→ PROBLEM: Give the number of lines below that contain the string "window", with case counting. Reply with the number alone.

→ Point annotation records:
++++++++++++++++++++

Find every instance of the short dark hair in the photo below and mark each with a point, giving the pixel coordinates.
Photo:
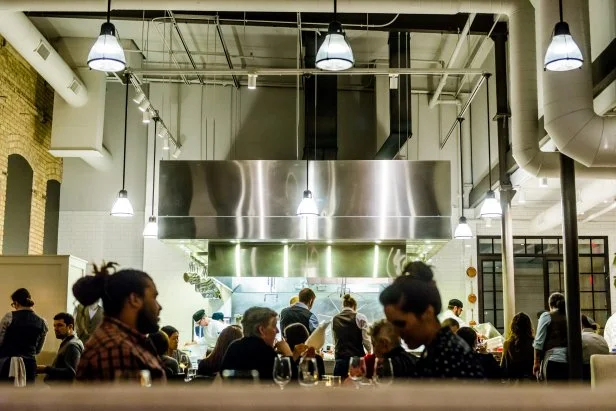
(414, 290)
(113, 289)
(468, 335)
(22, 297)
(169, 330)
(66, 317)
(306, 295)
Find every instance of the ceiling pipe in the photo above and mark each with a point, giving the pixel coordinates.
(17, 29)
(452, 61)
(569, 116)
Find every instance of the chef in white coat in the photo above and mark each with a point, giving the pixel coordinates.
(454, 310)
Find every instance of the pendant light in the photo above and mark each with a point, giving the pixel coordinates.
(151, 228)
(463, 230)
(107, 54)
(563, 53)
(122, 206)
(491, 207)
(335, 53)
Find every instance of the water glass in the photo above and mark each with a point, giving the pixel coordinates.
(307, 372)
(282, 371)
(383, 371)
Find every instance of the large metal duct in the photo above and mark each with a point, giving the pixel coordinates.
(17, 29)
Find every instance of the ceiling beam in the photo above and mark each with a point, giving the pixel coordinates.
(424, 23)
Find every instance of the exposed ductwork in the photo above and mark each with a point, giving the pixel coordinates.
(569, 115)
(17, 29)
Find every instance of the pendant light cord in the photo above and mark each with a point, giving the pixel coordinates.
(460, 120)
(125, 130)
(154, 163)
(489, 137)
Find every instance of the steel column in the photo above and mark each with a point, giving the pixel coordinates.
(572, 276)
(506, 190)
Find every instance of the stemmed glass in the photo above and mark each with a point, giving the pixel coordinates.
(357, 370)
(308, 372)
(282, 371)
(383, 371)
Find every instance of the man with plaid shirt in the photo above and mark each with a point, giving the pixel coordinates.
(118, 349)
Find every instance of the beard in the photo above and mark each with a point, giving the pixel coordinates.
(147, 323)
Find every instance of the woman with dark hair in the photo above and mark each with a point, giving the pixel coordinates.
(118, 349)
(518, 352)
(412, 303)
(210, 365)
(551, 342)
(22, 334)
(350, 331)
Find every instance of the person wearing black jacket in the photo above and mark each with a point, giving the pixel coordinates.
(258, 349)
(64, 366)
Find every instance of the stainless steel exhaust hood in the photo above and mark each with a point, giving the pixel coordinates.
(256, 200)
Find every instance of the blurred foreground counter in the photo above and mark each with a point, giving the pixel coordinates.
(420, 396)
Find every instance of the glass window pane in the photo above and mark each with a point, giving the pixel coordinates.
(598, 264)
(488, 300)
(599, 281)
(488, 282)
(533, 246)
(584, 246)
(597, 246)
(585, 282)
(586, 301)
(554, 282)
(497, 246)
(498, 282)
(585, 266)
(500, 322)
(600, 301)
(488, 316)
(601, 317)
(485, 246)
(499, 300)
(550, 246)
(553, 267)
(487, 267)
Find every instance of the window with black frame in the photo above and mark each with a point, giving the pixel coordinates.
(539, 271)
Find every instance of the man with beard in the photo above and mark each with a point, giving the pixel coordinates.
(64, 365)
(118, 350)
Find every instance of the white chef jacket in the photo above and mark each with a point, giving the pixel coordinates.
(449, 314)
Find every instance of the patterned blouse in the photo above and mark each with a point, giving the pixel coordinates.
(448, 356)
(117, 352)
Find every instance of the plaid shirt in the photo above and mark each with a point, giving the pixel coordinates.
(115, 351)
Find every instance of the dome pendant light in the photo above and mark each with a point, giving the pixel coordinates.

++++++++++++++++++++

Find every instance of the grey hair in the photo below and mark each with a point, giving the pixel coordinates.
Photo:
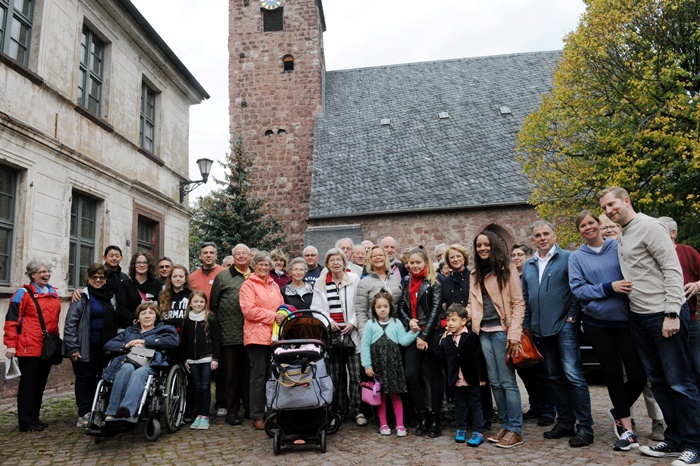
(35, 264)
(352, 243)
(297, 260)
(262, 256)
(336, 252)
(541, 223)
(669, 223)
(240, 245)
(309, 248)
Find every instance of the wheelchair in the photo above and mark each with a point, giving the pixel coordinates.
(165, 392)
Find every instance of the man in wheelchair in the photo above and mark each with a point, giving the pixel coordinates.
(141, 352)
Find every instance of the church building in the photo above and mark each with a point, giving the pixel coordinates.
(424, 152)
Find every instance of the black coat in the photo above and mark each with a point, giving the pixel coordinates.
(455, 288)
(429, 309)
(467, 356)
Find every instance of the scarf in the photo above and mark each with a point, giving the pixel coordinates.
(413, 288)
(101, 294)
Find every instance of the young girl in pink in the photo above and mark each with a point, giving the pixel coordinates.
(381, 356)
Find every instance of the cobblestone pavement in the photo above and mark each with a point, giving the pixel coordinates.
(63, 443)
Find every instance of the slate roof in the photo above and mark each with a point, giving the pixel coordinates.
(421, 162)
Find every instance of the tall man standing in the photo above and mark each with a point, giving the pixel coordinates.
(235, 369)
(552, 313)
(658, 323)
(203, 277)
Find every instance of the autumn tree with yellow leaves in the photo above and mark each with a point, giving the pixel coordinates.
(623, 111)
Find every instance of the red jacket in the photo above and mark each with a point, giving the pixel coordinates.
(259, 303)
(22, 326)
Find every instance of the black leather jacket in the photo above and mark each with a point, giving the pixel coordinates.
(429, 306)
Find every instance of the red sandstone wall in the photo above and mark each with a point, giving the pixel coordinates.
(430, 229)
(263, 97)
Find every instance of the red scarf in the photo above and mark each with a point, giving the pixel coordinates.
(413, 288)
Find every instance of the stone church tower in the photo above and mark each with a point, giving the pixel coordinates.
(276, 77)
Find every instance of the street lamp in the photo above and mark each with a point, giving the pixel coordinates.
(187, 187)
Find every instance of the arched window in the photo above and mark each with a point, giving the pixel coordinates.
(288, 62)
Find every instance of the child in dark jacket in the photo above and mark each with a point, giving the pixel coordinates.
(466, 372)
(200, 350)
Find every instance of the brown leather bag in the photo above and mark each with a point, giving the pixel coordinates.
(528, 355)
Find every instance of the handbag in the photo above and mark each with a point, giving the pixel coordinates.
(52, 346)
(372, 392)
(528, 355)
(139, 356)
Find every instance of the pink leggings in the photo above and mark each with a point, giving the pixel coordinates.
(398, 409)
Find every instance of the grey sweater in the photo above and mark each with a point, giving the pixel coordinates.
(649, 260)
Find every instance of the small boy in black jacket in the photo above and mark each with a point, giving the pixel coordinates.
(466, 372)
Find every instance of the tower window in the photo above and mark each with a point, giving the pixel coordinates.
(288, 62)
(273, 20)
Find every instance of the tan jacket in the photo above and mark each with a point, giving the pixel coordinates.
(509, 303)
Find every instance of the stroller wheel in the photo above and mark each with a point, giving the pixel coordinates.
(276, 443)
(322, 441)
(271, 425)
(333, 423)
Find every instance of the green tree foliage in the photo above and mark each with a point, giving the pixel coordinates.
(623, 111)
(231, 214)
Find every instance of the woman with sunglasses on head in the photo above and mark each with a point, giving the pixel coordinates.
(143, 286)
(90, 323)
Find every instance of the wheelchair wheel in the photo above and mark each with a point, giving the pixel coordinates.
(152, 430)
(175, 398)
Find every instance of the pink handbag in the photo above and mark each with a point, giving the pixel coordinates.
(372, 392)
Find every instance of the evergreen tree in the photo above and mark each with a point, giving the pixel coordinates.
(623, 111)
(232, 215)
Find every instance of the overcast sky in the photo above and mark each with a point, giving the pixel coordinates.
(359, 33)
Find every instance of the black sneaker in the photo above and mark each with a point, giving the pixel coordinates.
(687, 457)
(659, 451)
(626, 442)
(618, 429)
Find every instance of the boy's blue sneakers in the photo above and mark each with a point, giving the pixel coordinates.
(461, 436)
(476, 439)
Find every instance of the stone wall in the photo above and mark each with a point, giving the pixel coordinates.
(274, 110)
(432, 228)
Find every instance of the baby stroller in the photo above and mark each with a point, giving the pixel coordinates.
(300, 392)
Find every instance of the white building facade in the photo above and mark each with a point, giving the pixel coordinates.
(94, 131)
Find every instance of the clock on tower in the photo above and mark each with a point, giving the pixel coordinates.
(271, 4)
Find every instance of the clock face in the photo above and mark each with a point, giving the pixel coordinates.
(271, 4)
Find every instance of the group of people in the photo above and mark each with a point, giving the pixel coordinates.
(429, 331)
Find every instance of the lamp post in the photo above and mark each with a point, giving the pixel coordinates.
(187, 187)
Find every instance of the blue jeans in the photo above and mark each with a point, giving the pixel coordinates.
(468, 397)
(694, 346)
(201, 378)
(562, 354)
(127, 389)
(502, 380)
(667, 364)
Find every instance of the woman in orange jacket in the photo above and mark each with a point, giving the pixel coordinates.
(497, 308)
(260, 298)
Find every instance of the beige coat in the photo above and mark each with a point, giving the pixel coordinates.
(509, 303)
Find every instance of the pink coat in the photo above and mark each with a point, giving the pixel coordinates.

++++++++++++++++++++

→ EXERCISE RESPONSE: 4